#### [ASSIGNMENT]
Print everything in the records exactly. Leave the pictures out.

#### [DATA FOR PROCESSING]

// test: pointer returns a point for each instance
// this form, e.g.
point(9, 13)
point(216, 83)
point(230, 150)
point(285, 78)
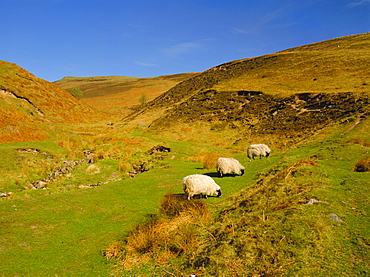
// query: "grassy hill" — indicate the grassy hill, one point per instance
point(29, 105)
point(291, 93)
point(119, 94)
point(92, 199)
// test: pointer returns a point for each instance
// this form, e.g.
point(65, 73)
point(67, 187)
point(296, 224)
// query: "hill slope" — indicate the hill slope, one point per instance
point(117, 94)
point(28, 103)
point(305, 87)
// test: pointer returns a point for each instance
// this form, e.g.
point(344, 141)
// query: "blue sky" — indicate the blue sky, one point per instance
point(142, 38)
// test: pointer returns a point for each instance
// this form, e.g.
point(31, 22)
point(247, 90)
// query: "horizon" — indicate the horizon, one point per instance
point(61, 38)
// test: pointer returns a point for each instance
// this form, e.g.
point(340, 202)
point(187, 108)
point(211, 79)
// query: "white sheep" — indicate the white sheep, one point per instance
point(255, 150)
point(229, 165)
point(200, 184)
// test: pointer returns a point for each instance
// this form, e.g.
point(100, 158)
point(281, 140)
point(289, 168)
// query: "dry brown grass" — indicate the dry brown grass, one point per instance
point(172, 233)
point(362, 165)
point(209, 159)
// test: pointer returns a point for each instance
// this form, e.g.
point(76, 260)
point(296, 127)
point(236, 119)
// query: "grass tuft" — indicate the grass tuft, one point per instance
point(362, 165)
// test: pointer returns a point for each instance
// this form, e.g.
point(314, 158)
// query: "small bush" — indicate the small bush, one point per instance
point(173, 232)
point(209, 159)
point(362, 166)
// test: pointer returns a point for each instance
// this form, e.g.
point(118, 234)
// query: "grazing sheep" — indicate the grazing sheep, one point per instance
point(255, 150)
point(200, 184)
point(229, 165)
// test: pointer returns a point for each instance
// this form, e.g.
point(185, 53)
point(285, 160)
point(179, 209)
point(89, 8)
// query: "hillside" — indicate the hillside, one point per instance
point(30, 104)
point(80, 197)
point(296, 91)
point(119, 94)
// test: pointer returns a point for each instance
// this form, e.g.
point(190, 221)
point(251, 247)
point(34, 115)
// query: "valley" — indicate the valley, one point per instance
point(120, 210)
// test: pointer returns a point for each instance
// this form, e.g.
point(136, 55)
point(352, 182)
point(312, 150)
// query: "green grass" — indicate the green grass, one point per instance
point(64, 230)
point(262, 224)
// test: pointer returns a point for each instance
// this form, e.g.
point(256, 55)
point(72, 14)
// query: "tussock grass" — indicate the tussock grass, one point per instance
point(172, 233)
point(362, 165)
point(208, 159)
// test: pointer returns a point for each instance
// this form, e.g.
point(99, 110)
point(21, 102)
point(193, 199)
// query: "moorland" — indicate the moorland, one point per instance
point(91, 169)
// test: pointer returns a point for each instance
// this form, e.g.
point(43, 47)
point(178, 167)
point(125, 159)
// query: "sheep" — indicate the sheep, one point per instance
point(200, 184)
point(229, 165)
point(255, 150)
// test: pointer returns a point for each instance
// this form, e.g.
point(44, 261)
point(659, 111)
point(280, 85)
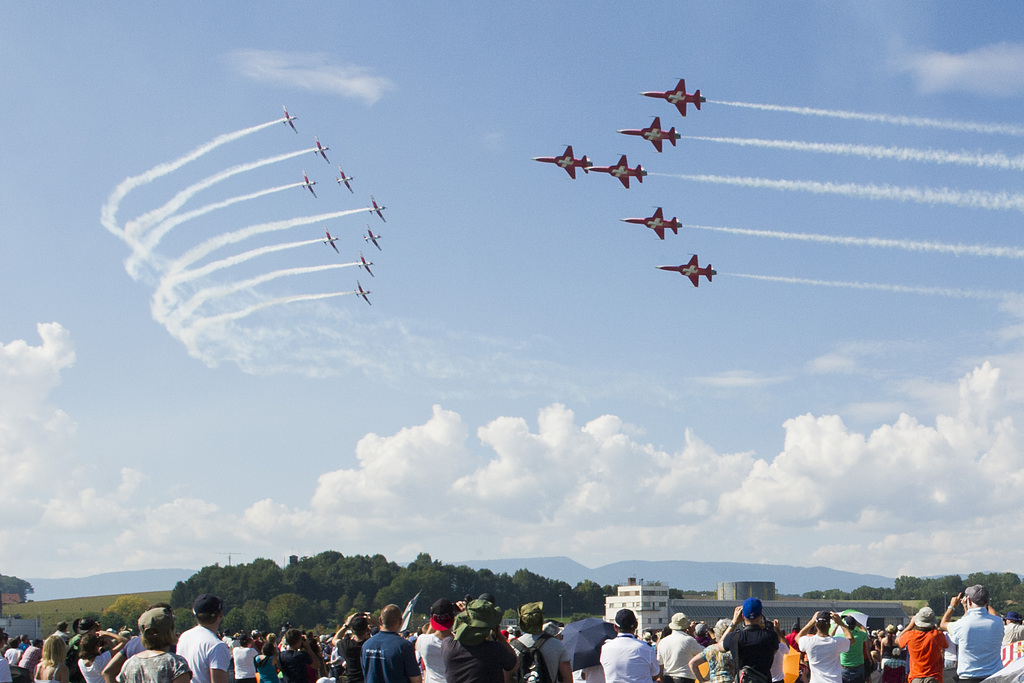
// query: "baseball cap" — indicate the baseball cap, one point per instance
point(207, 604)
point(625, 619)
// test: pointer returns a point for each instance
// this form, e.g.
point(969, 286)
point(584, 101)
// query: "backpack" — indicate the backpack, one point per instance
point(473, 624)
point(532, 668)
point(71, 660)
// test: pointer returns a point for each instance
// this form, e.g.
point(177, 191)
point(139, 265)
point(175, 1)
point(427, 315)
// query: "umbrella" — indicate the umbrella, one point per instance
point(583, 641)
point(859, 616)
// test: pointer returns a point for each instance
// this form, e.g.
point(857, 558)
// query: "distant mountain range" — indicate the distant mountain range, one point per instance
point(114, 583)
point(688, 575)
point(675, 573)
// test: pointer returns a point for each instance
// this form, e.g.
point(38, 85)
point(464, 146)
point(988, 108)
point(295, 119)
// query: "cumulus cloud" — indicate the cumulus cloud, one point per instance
point(891, 501)
point(310, 72)
point(992, 70)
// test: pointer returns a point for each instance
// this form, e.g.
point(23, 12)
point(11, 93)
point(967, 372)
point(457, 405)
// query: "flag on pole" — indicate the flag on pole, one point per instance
point(408, 613)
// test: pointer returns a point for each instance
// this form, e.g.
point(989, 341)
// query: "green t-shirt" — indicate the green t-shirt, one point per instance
point(855, 655)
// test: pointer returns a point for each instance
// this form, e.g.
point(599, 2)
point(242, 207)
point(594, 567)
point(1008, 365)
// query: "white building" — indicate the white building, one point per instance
point(649, 603)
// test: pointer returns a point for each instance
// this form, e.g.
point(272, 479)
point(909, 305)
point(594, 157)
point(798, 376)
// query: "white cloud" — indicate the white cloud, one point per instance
point(738, 379)
point(310, 72)
point(992, 70)
point(891, 501)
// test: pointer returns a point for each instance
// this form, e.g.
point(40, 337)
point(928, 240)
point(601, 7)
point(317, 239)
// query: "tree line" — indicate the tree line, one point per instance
point(1005, 589)
point(325, 589)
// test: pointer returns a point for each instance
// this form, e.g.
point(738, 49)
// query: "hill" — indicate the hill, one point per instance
point(685, 574)
point(113, 583)
point(50, 612)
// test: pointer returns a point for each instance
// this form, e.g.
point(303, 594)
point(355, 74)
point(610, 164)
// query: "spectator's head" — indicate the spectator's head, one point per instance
point(87, 624)
point(208, 608)
point(752, 609)
point(721, 626)
point(54, 650)
point(925, 619)
point(978, 595)
point(359, 625)
point(626, 621)
point(156, 628)
point(531, 617)
point(441, 614)
point(90, 645)
point(679, 622)
point(294, 638)
point(391, 617)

#### [RESULT OF THE EXERCISE]
// test: pointer returns a point for each instance
// this form, e.g.
point(9, 13)
point(216, 83)
point(230, 150)
point(285, 78)
// query: "grassy hill" — indicate the grassy hill, one point per instance
point(29, 105)
point(291, 93)
point(119, 94)
point(92, 199)
// test: pointer returns a point for each instance
// this form, e.g.
point(65, 73)
point(67, 187)
point(296, 224)
// query: "hill slope" — indicate the hill slope, one point per instance
point(117, 94)
point(28, 103)
point(305, 87)
// test: pointer returns a point for each instance
// this form, e.g.
point(344, 141)
// query: "blue sky" — indicate the blue sky, one point per instance
point(142, 38)
// test: pointer returns a point for each instance
// this form, e.g.
point(31, 22)
point(247, 90)
// query: "horizon" — indicate the horizon, one point per instance
point(61, 38)
// test: pointer returns a point for each instance
// this form, e.g.
point(340, 202)
point(187, 108)
point(211, 79)
// query: "white sheep" — indicate the white sheep, one point per instance
point(255, 150)
point(229, 165)
point(200, 184)
// test: pointer returns a point for each instance
// this form, e.g.
point(100, 158)
point(281, 140)
point(289, 168)
// query: "dry brown grass" — indicate the dry brown grass, one point per instance
point(172, 233)
point(362, 165)
point(209, 159)
// test: pointer returns a point for each instance
// this form, e.g.
point(76, 260)
point(296, 127)
point(236, 119)
// query: "grass tuft" — indicate the grass tuft, one point per instance
point(362, 165)
// test: pointer returns a point for each instance
// this form, e.g.
point(314, 158)
// query: "small bush" — indicate the small bush, one point per instance
point(173, 232)
point(209, 159)
point(362, 166)
// test: pointer returns a point for each instance
// this form, e.g.
point(118, 234)
// query: "grazing sheep" — indicate the grazing sheep, one point per instance
point(255, 150)
point(200, 184)
point(229, 165)
// test: pointer returns a point for each instance
// this form, e.g.
point(185, 53)
point(285, 160)
point(179, 209)
point(89, 8)
// query: "hillside" — indicate the hillside, one point per instance
point(30, 104)
point(80, 197)
point(296, 91)
point(119, 94)
// test: pointer returns a point for each instance
// this form, e.g.
point(190, 221)
point(251, 247)
point(34, 115)
// query: "valley" — indicate the valley, one point per instance
point(120, 210)
// test: pointer returns a point for each instance
// this form, e.g.
point(136, 55)
point(352, 182)
point(312, 150)
// query: "green grass" — indicate the green grass, one point per instance
point(64, 230)
point(262, 224)
// test: pointer returns a point for each instance
// this form, e.g.
point(256, 55)
point(72, 14)
// query: "tussock grass" — indicate the tussock grass, one point per instance
point(172, 233)
point(362, 165)
point(208, 159)
// test: pointer returns a point for each instance
// this form, e.g.
point(99, 110)
point(21, 102)
point(193, 199)
// query: "moorland" — indicate the moorland, one point per instance
point(91, 169)
// test: pointer returns a point for each instance
// this form, e.g.
point(43, 47)
point(178, 167)
point(125, 159)
// query: "sheep" — indicate the sheep, one point per instance
point(200, 184)
point(229, 165)
point(255, 150)
// test: pointer returns a point for each instance
// this form, e.g.
point(44, 261)
point(659, 111)
point(280, 85)
// query: "baseball cap" — indicate the baseball cap, one point per instance
point(207, 604)
point(625, 619)
// test: pointer returns a point for each instance
// this form, e.g.
point(969, 286)
point(584, 101)
// query: "backpack" — indicate the backpack, one point per instance
point(473, 624)
point(532, 668)
point(71, 660)
// test: pointer returns a point for each instance
// this form, e.g.
point(177, 191)
point(139, 265)
point(175, 1)
point(427, 315)
// query: "umbrella" — indicate the umbrella, one point per instance
point(583, 641)
point(859, 616)
// test: pointer returns a point for each instance
// this form, e.g.
point(857, 558)
// query: "distant mountain range" — indicate the distant mountain range, one point per instance
point(114, 583)
point(688, 575)
point(675, 573)
// test: pointer returns a point for each instance
// this form, e.g.
point(38, 85)
point(464, 146)
point(988, 108)
point(295, 119)
// query: "cumulus cloud" — indicate the cumulus cloud, one point per instance
point(891, 501)
point(310, 72)
point(992, 70)
// test: pointer returns a point for each instance
// this form, e.g.
point(23, 12)
point(11, 93)
point(967, 372)
point(457, 405)
// query: "flag on pole" — indicate the flag on pole, one point per instance
point(408, 613)
// test: pointer returns a point for each instance
// this form, e.g.
point(989, 341)
// query: "green t-shirt" — indicate the green t-shirt, one point per instance
point(855, 655)
// test: pointer returns a point for each instance
// this form, e.g.
point(599, 2)
point(242, 207)
point(594, 567)
point(1008, 365)
// query: "white building" — indicate the white building, one point per instance
point(649, 603)
// test: pointer returns a point for each instance
// this form, e.g.
point(272, 479)
point(909, 305)
point(594, 157)
point(798, 376)
// query: "white cloud" — indicate the white cloud, one point per instance
point(738, 379)
point(310, 72)
point(992, 70)
point(891, 501)
// test: pointer returns a point for each instance
// this form, e.g.
point(40, 337)
point(928, 240)
point(601, 7)
point(317, 239)
// query: "tree line" — indicate the tree line, one point per instance
point(1005, 589)
point(325, 589)
// test: pointer returns a point for each instance
// this form, e.g.
point(738, 49)
// query: "hill" — indicate the hill, one point per instance
point(685, 574)
point(113, 583)
point(50, 612)
// test: pointer returns a point for each instance
// this form, e.g.
point(303, 594)
point(355, 74)
point(610, 164)
// query: "spectator's head" — indicate the spectator's head, one point per instance
point(87, 624)
point(208, 608)
point(752, 609)
point(721, 626)
point(54, 650)
point(925, 619)
point(978, 595)
point(359, 625)
point(626, 621)
point(156, 628)
point(531, 617)
point(441, 614)
point(90, 645)
point(679, 622)
point(294, 638)
point(391, 617)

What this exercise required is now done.